(Provided material begins)

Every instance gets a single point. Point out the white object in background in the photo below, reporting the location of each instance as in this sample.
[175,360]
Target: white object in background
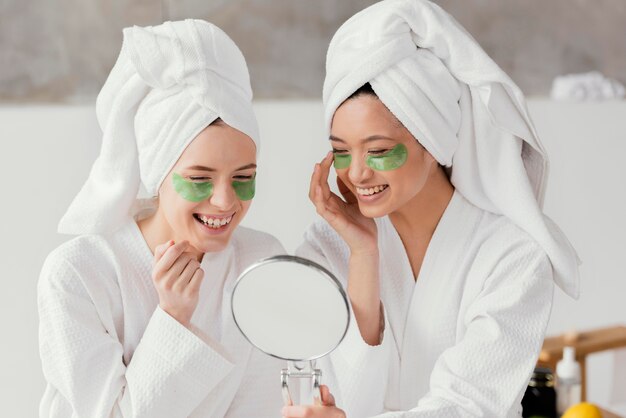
[568,389]
[618,395]
[586,86]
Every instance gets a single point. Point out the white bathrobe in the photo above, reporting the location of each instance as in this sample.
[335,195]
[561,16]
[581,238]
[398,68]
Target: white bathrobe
[461,340]
[108,350]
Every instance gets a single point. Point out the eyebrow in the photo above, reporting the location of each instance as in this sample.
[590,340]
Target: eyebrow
[203,168]
[365,140]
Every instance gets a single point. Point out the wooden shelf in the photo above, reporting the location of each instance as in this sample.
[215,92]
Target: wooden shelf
[585,343]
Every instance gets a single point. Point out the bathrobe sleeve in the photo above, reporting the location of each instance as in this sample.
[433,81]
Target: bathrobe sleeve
[350,370]
[171,370]
[486,372]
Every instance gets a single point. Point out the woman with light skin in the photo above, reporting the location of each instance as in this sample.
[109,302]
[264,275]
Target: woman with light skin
[436,230]
[135,312]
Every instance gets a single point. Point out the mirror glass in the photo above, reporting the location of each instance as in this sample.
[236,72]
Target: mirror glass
[290,308]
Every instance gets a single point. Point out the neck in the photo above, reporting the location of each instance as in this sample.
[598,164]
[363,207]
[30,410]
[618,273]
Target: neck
[418,218]
[156,230]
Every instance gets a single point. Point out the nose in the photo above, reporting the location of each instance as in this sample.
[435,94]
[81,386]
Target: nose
[223,197]
[358,172]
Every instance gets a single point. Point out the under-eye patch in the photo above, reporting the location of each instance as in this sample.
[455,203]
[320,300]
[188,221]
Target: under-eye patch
[341,160]
[245,189]
[391,160]
[190,190]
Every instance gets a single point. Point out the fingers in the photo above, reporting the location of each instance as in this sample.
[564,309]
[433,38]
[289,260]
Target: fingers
[346,192]
[195,282]
[324,172]
[160,250]
[320,177]
[301,411]
[321,207]
[327,398]
[180,283]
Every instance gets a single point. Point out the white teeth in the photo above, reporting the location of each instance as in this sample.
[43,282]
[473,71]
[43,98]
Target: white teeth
[215,222]
[371,190]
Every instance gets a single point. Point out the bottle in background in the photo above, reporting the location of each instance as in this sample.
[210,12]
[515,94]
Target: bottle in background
[540,398]
[568,388]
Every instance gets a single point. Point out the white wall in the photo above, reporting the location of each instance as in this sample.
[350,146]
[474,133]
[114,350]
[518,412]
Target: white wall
[47,152]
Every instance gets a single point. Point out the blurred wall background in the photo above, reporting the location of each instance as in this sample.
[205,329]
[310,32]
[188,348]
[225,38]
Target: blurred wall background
[62,50]
[55,55]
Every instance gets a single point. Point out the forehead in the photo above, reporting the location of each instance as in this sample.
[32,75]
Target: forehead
[221,147]
[364,116]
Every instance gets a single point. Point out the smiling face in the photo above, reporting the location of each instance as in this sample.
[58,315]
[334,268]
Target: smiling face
[209,190]
[365,130]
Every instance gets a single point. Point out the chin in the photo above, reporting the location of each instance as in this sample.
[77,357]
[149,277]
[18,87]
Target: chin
[374,211]
[212,246]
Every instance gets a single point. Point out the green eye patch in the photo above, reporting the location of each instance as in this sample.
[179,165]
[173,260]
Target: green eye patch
[190,190]
[245,189]
[341,160]
[395,158]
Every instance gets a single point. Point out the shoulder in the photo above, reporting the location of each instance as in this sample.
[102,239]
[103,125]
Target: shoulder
[504,251]
[324,246]
[324,238]
[256,244]
[68,268]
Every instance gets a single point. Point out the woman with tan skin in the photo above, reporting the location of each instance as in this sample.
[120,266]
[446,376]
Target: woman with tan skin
[438,234]
[135,312]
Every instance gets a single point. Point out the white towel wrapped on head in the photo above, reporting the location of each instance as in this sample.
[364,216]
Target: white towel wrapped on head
[456,101]
[169,83]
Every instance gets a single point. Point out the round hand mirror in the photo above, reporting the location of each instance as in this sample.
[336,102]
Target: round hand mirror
[293,309]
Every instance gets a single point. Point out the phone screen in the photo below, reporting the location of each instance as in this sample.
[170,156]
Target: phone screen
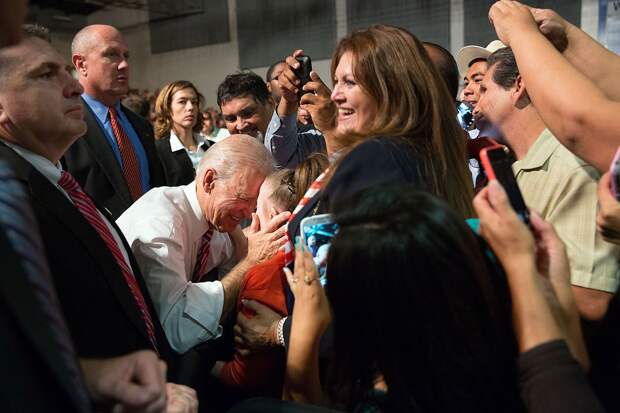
[615,175]
[317,234]
[501,168]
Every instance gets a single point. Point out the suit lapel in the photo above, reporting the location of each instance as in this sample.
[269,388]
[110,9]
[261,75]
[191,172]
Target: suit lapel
[17,293]
[147,139]
[104,155]
[50,200]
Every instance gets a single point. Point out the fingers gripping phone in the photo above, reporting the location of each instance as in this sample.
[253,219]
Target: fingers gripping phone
[498,165]
[303,74]
[317,233]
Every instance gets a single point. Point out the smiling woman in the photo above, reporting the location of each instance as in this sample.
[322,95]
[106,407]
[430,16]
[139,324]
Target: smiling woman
[177,125]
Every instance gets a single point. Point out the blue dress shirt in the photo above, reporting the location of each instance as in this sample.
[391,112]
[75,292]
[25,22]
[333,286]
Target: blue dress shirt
[101,113]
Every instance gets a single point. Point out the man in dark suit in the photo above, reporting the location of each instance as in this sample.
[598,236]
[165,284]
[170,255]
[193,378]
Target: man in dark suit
[115,161]
[40,367]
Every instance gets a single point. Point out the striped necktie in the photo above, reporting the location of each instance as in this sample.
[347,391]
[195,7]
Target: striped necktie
[203,256]
[131,167]
[85,205]
[18,223]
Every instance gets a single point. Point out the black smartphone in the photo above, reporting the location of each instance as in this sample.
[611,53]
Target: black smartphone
[303,73]
[497,164]
[465,115]
[317,233]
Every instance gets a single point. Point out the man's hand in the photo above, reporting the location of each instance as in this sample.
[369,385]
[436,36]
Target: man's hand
[135,382]
[510,17]
[181,399]
[257,332]
[608,219]
[553,26]
[319,104]
[312,314]
[263,243]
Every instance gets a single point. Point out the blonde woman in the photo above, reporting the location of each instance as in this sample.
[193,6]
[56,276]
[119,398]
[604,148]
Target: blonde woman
[178,122]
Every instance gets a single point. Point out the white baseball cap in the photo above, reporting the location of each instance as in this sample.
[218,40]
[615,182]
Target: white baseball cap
[470,53]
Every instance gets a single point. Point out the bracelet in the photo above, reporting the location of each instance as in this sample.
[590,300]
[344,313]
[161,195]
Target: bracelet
[280,332]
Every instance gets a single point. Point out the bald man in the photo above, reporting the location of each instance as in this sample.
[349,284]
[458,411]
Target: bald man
[115,161]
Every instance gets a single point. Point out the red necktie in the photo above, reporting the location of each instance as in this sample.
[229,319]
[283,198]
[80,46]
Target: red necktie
[203,256]
[85,205]
[131,167]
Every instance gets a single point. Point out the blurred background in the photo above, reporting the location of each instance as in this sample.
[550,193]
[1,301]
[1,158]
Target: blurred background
[204,40]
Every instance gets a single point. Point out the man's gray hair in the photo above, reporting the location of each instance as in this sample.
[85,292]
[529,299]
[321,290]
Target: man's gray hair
[235,152]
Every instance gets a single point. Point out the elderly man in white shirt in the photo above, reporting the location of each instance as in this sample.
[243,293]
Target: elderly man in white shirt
[180,234]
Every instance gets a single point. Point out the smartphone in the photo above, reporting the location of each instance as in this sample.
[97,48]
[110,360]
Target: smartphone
[614,171]
[317,233]
[303,73]
[497,164]
[465,115]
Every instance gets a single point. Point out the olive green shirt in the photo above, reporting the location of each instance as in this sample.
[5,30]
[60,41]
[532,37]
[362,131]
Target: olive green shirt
[563,190]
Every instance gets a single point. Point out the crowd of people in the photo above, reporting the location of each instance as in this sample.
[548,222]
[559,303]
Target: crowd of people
[157,256]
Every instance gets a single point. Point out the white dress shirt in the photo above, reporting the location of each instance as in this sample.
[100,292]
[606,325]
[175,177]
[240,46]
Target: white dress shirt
[195,157]
[164,229]
[53,173]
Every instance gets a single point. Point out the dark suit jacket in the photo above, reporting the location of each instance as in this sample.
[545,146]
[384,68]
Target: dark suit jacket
[178,168]
[100,310]
[92,163]
[34,378]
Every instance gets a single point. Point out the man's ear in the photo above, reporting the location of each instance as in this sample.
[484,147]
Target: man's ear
[519,93]
[80,64]
[4,116]
[208,180]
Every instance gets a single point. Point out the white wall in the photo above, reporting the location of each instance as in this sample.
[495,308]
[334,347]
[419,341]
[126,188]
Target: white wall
[207,66]
[204,66]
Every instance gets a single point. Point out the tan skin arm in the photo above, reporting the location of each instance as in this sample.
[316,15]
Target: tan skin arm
[578,113]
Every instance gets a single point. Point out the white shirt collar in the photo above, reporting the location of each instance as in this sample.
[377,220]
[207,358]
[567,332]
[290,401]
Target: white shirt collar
[176,145]
[43,165]
[201,221]
[175,142]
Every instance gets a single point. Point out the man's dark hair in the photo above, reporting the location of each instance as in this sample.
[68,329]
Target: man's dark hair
[506,69]
[448,69]
[38,31]
[242,84]
[271,69]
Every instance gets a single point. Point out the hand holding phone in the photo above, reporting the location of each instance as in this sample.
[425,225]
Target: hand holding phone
[303,73]
[497,164]
[317,233]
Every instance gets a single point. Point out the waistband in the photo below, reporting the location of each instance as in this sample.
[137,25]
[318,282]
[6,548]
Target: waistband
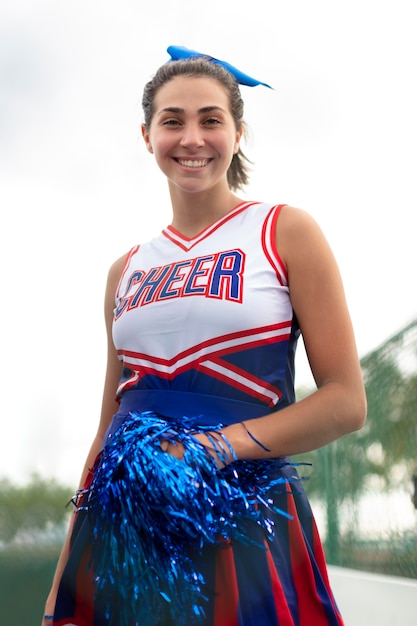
[205,409]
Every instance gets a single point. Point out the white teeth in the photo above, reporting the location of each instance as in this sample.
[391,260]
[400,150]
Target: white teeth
[190,163]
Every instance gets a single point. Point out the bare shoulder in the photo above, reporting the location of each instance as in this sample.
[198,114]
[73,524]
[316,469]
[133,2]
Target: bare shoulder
[298,235]
[116,269]
[113,278]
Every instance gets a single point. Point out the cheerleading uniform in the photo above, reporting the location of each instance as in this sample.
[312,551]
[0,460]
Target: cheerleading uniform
[205,328]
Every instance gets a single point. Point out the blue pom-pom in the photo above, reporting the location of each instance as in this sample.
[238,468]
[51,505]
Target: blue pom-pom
[149,511]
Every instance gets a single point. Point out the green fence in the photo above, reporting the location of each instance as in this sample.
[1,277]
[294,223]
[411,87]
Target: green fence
[362,487]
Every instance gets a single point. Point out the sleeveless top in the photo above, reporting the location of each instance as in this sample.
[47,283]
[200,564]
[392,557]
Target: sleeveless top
[209,314]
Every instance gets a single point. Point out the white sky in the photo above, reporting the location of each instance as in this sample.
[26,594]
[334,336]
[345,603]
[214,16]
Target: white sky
[337,138]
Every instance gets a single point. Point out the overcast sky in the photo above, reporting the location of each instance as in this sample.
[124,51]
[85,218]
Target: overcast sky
[337,137]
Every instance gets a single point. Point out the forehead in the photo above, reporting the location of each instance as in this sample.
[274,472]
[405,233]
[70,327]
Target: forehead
[192,91]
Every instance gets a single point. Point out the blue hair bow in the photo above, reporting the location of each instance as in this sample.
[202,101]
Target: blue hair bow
[180,52]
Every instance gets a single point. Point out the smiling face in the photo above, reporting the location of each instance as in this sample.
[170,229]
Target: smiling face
[192,133]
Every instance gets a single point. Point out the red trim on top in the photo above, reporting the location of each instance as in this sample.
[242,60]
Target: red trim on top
[187,243]
[126,265]
[269,244]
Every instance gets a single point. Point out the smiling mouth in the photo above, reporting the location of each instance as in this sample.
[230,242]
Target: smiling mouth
[193,162]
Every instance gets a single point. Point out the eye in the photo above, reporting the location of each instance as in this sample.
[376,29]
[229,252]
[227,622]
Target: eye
[171,122]
[212,121]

(Provided material ends)

§ What you need to do
Give a single number: the count of lines above that include the word "below".

§ Written response
3